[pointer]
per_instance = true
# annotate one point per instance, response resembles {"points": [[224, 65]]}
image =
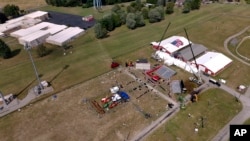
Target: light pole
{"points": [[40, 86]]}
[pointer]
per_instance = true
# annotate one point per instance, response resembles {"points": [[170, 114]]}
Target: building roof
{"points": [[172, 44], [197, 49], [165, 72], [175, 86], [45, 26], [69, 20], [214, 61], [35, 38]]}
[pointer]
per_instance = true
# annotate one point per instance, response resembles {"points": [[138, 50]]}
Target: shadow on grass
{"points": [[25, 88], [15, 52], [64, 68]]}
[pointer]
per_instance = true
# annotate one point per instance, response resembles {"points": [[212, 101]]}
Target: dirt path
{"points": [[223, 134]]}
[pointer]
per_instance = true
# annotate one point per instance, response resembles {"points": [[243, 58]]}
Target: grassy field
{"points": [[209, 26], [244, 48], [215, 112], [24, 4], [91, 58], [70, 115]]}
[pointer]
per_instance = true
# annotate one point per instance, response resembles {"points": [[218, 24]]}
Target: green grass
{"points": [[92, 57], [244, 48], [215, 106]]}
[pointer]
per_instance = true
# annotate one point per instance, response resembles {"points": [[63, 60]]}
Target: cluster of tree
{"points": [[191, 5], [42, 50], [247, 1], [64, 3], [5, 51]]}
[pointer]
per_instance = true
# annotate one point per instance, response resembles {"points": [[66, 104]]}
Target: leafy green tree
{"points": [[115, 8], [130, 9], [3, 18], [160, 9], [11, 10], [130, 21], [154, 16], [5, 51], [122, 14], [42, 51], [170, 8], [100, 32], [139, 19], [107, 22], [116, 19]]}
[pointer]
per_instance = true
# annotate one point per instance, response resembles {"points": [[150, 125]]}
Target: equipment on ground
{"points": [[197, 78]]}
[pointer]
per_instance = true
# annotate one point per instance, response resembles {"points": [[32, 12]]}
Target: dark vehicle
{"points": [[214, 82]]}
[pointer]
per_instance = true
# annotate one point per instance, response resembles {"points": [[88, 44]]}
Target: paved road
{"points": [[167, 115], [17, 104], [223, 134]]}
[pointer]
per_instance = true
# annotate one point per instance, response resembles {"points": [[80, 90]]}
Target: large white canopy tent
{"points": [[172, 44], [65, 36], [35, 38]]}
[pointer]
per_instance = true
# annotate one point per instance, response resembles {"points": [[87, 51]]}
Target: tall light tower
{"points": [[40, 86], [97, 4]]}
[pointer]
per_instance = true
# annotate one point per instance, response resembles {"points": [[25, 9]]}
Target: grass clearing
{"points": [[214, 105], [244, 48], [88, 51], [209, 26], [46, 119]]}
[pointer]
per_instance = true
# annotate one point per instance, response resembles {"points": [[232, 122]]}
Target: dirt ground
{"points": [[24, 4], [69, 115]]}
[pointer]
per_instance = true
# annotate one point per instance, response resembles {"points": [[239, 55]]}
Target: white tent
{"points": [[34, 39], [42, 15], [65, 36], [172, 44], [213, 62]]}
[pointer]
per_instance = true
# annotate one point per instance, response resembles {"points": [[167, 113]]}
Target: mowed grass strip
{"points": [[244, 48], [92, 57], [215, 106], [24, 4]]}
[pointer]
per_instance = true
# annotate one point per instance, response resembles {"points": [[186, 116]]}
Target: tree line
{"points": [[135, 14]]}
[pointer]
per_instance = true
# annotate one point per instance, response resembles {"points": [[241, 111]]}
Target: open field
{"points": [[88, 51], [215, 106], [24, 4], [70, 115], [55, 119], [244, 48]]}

» **Aim of the task**: Report every line of the listing that contains the word "tree", copying each line in full.

» **Reply to the task**:
Target: cluster of tree
Target: leafy green tree
Target: tree line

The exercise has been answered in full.